Activity » Please show every line from the entries that carries the word "below".

- - - -

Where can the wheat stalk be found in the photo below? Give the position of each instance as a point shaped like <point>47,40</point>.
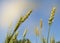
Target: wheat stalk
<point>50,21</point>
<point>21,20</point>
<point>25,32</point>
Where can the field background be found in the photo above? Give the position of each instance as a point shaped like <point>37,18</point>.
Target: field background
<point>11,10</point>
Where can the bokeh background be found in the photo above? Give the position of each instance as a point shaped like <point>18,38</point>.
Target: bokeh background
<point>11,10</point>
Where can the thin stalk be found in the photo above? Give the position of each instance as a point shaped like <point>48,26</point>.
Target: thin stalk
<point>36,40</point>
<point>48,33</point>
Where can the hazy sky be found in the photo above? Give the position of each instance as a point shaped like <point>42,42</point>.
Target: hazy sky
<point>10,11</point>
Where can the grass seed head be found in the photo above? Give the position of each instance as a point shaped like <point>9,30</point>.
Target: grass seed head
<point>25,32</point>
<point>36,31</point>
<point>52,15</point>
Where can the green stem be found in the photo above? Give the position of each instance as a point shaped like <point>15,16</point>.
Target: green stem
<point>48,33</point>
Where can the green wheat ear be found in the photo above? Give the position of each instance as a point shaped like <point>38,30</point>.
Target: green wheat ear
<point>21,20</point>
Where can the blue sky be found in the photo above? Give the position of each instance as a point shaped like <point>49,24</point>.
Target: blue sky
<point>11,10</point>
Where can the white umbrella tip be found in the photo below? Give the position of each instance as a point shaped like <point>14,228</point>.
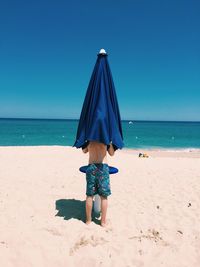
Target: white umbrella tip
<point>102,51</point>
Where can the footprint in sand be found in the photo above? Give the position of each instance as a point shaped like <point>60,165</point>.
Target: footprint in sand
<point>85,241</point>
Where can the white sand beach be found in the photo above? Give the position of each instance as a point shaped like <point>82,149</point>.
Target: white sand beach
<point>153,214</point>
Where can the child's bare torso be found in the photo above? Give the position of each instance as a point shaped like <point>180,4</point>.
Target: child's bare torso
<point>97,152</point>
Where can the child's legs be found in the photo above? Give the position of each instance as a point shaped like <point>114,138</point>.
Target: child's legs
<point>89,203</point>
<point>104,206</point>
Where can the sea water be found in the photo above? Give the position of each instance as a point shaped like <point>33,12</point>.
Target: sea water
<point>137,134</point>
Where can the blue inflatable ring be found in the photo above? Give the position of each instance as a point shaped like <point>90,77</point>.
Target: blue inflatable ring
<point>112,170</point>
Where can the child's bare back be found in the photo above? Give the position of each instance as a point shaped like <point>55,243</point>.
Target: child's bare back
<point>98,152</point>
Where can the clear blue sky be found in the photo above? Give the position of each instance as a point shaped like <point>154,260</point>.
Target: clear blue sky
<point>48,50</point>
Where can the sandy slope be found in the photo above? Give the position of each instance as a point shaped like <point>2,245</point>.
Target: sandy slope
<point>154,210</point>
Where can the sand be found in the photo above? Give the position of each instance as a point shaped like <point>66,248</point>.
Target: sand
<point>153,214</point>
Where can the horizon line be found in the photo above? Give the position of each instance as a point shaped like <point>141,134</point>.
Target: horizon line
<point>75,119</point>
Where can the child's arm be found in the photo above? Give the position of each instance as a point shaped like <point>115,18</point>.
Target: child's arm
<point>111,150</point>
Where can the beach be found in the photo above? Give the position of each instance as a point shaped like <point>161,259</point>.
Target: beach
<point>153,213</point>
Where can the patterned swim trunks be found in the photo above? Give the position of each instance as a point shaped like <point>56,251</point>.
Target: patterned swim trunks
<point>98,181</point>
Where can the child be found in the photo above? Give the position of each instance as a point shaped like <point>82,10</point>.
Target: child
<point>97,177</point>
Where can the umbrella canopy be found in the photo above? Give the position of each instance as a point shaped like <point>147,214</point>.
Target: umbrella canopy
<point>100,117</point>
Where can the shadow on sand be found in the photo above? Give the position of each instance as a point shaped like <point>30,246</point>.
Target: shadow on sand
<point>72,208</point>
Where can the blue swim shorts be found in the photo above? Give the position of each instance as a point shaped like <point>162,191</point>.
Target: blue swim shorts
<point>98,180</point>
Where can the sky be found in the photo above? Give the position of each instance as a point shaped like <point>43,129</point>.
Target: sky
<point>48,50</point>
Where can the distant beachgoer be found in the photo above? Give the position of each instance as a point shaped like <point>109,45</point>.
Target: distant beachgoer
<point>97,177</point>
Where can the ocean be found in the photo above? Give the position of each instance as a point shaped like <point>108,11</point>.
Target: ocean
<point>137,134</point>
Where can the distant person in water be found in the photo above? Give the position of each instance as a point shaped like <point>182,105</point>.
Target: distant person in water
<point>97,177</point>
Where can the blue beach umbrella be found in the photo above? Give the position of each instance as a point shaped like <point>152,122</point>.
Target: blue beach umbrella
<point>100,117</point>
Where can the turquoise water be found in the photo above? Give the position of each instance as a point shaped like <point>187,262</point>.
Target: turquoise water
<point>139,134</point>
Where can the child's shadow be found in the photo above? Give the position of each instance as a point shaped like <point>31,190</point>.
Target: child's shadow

- - - -

Task response »
Where can the wheat stalk be found in the photo below? Give the position of each instance as a point shaped like <point>47,40</point>.
Where can the white umbrella tip be found in the photo below? Give the position of each instance as a point shaped like <point>14,228</point>.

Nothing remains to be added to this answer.